SOURCE EXCERPT:

Zero-Downtime Patch & Update Orchestration on the Microsoft Cloud Platform System

We are privileged to have a guest blogger on Building Clouds, Justin Incarnato.  Justin is a Program Manager in Microsoft’s Enterprise Cloud Solutions Group where he has been responsible for developing the Patch and Update process for the Microsoft Cloud Platform System.

Who should read this blog?

If you are interested in learning how Microsoft addressed the monumental challenge of updating converged systems without disrupting tenant workloads, this document is for you.  This paper describes Microsoft’s investment in a zero-downtime orchestrated patch and update engine designed for our Cloud Platform System.  This engine was designed to ensure customers had a simple, reliable and non-invasive process to update all software components on a stamp to the most secure and functional levels.

What is the Microsoft Patch and Update Engine?

The Microsoft Cloud Platform System Patch & Update Engine is an extensible update workflow capable of collecting full inventory, and automatically updating all Microsoft software on Cloud Platform System stamp.  The engine was designed to update one through four racks in a Cloud Platform System stamp without disrupting tenant workloads.  Understanding the inter-dependencies across the various components, as well as intra-dependencies within components is key to the success of the engine and its capabilities. 

What do I need to run the P&U Engine?

The dependencies of the engine itself are self-contained, intentionally minimal and require no outside tooling to run.  Requirements are simply the creation of an elevated account in Active Directory, environment setup, and access to the “P&U Update Packages” – which themselves are self-contained.  Launching the update process is as simple as executing a single PowerShell script.  The P&U packages provide both the manifest that express the installation sequence as well as the bill-of-materials and BOM, which contain the actual updates for all software components on the stamp.  Components updated include Windows Server 2012 R2, System Center 2012 R2 and the Windows Azure Pack.  The inclusion of the updates into a self-contained package allow customers to keep current with the latest security and functional updates and operate in a disconnected environment if required.

Are the update packages validated?

Microsoft ensures all updates contained in the P&U packages are tested and validated internally on both Test and Production CPS racks before providing them to customers. 

Does the P&U Engine collect inventory?

Yes, during the update process the P&U Engine will take a full inventory of the stamp including all software, firmware, drivers, services, roles and hotfixes as well as properties on the BIOS, NICs, disks and enclosures, to name a few.  This well-structured output is available for reporting or compliance and is executed both before and after the update process.

How does it actually update my stamp?

During the actual servicing of a component, the engine will remove a workload from behind the load balancer, initiate System Center Operations Manager’s maintenance mode on the object and then update the component.  Next, the engine will validate the component, evacuate maintenance mode, and return the component back into service behind the load balancer.  Technologies such as Cluster Aware Updating (CAU) are used when updating physical cluster nodes to ensure tenant virtual machines are live migrated from one node to another, seamless to the end user and their respective service(s).  Some physical node updates are run in parallel to provide the updates across the solution as quickly and safely as possible.

SHORT PROBLEM: Extend the text on zero-downtime patch and update orchestration for the Cloud Platform System, starting after its final sentence. The data after this point is separate material, unrelated to the Cloud Platform System patch and update text.

RECORD EXCERPTS:
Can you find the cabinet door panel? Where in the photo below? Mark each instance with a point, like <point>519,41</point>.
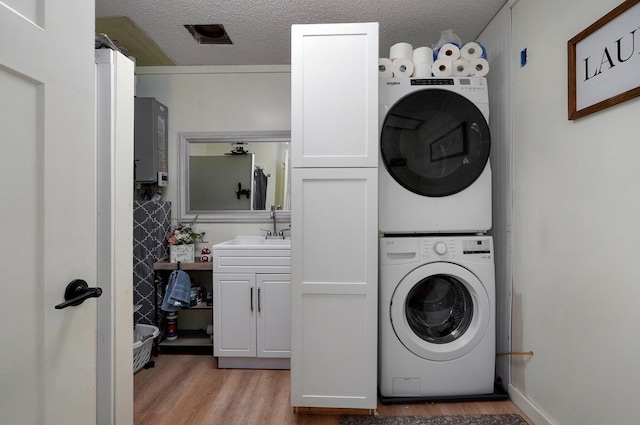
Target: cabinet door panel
<point>235,309</point>
<point>334,288</point>
<point>274,315</point>
<point>334,103</point>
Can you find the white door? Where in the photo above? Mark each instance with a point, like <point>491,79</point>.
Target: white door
<point>274,315</point>
<point>48,214</point>
<point>235,308</point>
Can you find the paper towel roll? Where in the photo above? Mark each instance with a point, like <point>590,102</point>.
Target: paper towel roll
<point>461,68</point>
<point>421,70</point>
<point>401,51</point>
<point>442,68</point>
<point>473,50</point>
<point>402,67</point>
<point>385,68</point>
<point>479,67</point>
<point>449,51</point>
<point>422,55</point>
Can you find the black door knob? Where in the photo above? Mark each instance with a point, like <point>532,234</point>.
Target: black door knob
<point>76,292</point>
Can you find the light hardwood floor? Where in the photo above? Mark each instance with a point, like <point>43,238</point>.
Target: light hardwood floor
<point>190,389</point>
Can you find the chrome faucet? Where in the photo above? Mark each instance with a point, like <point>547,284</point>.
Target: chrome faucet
<point>273,217</point>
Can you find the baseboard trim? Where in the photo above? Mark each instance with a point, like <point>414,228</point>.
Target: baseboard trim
<point>533,412</point>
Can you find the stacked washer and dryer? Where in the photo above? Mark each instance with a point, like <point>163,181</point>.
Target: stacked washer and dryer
<point>437,275</point>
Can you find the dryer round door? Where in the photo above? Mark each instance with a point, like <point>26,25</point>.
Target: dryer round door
<point>440,311</point>
<point>435,142</point>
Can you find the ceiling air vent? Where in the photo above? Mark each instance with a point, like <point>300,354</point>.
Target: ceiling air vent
<point>209,34</point>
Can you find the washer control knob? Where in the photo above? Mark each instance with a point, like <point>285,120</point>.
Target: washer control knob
<point>440,248</point>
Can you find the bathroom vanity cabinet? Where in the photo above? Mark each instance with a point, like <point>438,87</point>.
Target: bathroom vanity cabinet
<point>192,322</point>
<point>252,320</point>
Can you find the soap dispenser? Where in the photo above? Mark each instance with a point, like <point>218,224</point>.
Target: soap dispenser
<point>205,255</point>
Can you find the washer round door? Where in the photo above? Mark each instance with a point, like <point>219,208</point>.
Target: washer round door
<point>435,142</point>
<point>440,311</point>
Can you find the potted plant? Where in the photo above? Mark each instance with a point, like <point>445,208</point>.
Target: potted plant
<point>182,240</point>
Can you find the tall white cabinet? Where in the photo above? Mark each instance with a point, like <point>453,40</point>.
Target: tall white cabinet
<point>334,276</point>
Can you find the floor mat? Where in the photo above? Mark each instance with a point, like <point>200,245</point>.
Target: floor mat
<point>502,419</point>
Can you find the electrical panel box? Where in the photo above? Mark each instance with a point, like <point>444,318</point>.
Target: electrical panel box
<point>150,145</point>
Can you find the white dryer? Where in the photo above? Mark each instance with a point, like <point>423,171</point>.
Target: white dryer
<point>434,173</point>
<point>437,317</point>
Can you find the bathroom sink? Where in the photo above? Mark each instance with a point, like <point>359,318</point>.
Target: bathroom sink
<point>253,242</point>
<point>252,254</point>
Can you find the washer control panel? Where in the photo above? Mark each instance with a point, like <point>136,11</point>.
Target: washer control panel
<point>450,248</point>
<point>406,250</point>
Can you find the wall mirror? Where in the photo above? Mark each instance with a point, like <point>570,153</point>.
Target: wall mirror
<point>234,176</point>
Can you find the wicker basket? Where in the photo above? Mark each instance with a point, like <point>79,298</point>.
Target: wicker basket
<point>143,337</point>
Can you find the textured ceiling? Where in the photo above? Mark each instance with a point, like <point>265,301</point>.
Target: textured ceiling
<point>261,29</point>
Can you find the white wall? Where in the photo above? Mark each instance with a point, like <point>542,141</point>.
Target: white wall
<point>217,98</point>
<point>497,38</point>
<point>576,244</point>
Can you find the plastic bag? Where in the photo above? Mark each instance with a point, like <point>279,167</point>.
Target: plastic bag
<point>447,36</point>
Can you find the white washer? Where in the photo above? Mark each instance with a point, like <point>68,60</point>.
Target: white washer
<point>434,173</point>
<point>437,316</point>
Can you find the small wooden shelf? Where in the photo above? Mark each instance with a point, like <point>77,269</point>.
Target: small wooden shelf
<point>188,340</point>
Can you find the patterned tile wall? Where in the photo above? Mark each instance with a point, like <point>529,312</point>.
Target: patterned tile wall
<point>151,225</point>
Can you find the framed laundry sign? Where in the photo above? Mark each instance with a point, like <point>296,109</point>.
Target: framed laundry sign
<point>604,61</point>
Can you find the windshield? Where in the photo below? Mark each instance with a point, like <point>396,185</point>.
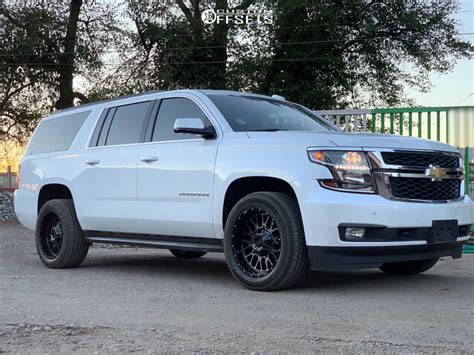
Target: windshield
<point>251,113</point>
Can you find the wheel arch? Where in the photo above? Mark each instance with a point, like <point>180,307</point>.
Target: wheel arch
<point>243,186</point>
<point>53,191</point>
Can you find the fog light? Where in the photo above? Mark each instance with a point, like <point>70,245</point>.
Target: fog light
<point>355,233</point>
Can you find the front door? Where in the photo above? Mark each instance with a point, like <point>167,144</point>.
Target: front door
<point>175,175</point>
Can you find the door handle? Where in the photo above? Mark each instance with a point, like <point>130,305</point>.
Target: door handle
<point>149,159</point>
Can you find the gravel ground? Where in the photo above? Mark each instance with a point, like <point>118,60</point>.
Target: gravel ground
<point>145,300</point>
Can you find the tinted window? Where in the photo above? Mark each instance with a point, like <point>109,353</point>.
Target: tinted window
<point>127,124</point>
<point>57,134</point>
<point>170,110</point>
<point>251,113</point>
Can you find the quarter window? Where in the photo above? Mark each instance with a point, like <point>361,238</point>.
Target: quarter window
<point>127,124</point>
<point>172,109</point>
<point>57,134</point>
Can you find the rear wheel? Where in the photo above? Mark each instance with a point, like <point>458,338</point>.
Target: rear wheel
<point>59,238</point>
<point>408,267</point>
<point>264,241</point>
<point>187,254</point>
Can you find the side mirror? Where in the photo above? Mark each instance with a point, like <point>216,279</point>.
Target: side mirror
<point>194,126</point>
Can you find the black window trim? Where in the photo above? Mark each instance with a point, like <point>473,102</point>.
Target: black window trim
<point>102,128</point>
<point>154,117</point>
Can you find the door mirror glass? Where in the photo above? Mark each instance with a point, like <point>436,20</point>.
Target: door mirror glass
<point>194,126</point>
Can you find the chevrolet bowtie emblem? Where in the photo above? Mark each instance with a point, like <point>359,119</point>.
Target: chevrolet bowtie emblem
<point>435,172</point>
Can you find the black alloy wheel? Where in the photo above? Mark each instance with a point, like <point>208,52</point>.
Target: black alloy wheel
<point>256,243</point>
<point>51,236</point>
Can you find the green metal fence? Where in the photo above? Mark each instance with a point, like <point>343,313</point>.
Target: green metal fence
<point>451,124</point>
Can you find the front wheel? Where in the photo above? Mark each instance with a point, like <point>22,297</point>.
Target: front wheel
<point>264,241</point>
<point>408,267</point>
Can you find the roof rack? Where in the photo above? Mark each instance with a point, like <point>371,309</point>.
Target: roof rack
<point>107,100</point>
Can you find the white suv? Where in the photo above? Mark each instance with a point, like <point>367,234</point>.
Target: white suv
<point>277,188</point>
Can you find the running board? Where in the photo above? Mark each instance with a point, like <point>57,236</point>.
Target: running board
<point>156,241</point>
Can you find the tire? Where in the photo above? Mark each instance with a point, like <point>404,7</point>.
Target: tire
<point>59,239</point>
<point>408,267</point>
<point>273,256</point>
<point>187,254</point>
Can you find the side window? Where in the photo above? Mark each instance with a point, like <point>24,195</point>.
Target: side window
<point>57,134</point>
<point>170,110</point>
<point>126,125</point>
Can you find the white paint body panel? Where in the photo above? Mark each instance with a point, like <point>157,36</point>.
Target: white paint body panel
<point>125,194</point>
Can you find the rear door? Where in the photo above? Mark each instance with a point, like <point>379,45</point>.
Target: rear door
<point>108,199</point>
<point>175,173</point>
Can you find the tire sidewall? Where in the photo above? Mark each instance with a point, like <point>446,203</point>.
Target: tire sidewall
<point>55,207</point>
<point>282,220</point>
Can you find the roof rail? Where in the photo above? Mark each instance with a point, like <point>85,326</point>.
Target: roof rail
<point>107,100</point>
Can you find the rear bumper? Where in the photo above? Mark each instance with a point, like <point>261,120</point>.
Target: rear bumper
<point>343,258</point>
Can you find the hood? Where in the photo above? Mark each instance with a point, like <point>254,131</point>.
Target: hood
<point>359,140</point>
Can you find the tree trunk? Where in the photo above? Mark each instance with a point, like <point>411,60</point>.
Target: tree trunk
<point>66,62</point>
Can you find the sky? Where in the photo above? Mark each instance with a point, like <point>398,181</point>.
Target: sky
<point>457,87</point>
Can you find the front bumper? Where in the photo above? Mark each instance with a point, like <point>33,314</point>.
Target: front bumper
<point>343,258</point>
<point>324,211</point>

TASK OUTPUT:
The illustration below provides an example of the update process for the Windows Azure Pack Tenant and Administration virtual machines existing on both the Compute and Management clusters respectively.  Each node in the compute cluster serves tenant functions and sits behind the load balancer.  You will notice there are redundant instances of each service that are updated independently to ensure service availability.  Similar are the virtual machines for the administrative functions on the management cluster that are behind the load balancer as well.  Each of these are also redundant.  Lastly, there are pairs of both SQL Server and MySQL resource providers that are updated similarly to ensure availability.  These intra-dependent services must be updated in the order indicated in the “()” in the diagram below starting with “(1) AFDS WinAuth Instance 1”.

Lastly, you will see both the Service Provider Foundation Service as well as the Virtual Machine Manager Service in the diagram below.  These inter-dependent services are updated first to ensure compatibility between Update Rollups for example that are delivered across the Windows Azure Pack and System Center components. 

Visual representation of the Windows Azure Pack update sequence.


How will I know when it’s done?

Expect the Console VM to restart when the update process is complete.  After the Console VM restarts, you can check the status of the Console service in the Virtual Machine Manager Management console. When it has finished updating successfully, the template release will be an updated version and the status of the service will be “OK”.

Does the Engine provide logging for troubleshooting?

Yes, the P&U Engine provides extensive logging should the update process halt due to an environmental or functional issue with a component(s) in the stamp.  The engine is designed to stop, or prevent servicing when a stamp becomes “unhealthy”.

Are all components updated automatically?

The P&U Engine will automatically update and inventory all Microsoft software on the stamp including the Windows Server physical nodes, virtual machines, System Center workloads, Windows Azure Pack workloads and SQL Server instances.  The update packages may include firmware and driver updates, but will not yet automatically update the hardware components.  This feature is planned to be added in the extensible engine, in future releases. 

In the interim, Microsoft has provided documentation in the Cloud Platform System Administrator’s Guide, for existing Cloud Platform System customers, which detail the hardware update process using familiar technologies such as Cluster-Aware Updating (CAU) – integrated with Dell DUP and SUU packages.  Leveraging these technologies ensures that even when manually updating physical nodes, tenant virtual machines are live migrated from one node to another – seamless to the user.

For more information about the Dell DUP (Dell Update Package) and SUU (Server Update Utility) packages, refer to Dell’s documentation here.

Is the update process disruptive to my running workloads?

Customers can expect the P&U Engine to be non-disruptive against any running workload/tenant virtual machine.  Disruptions to management functions during failover from an active to passive node, as in the case for Virtual Machine Manager Management Console, or the Windows Azure Pack management portal are minimal during the brief failover.  For more information, see the “Expected downtime per component during update process:” section in the Appendix.

What can I expect from Microsoft?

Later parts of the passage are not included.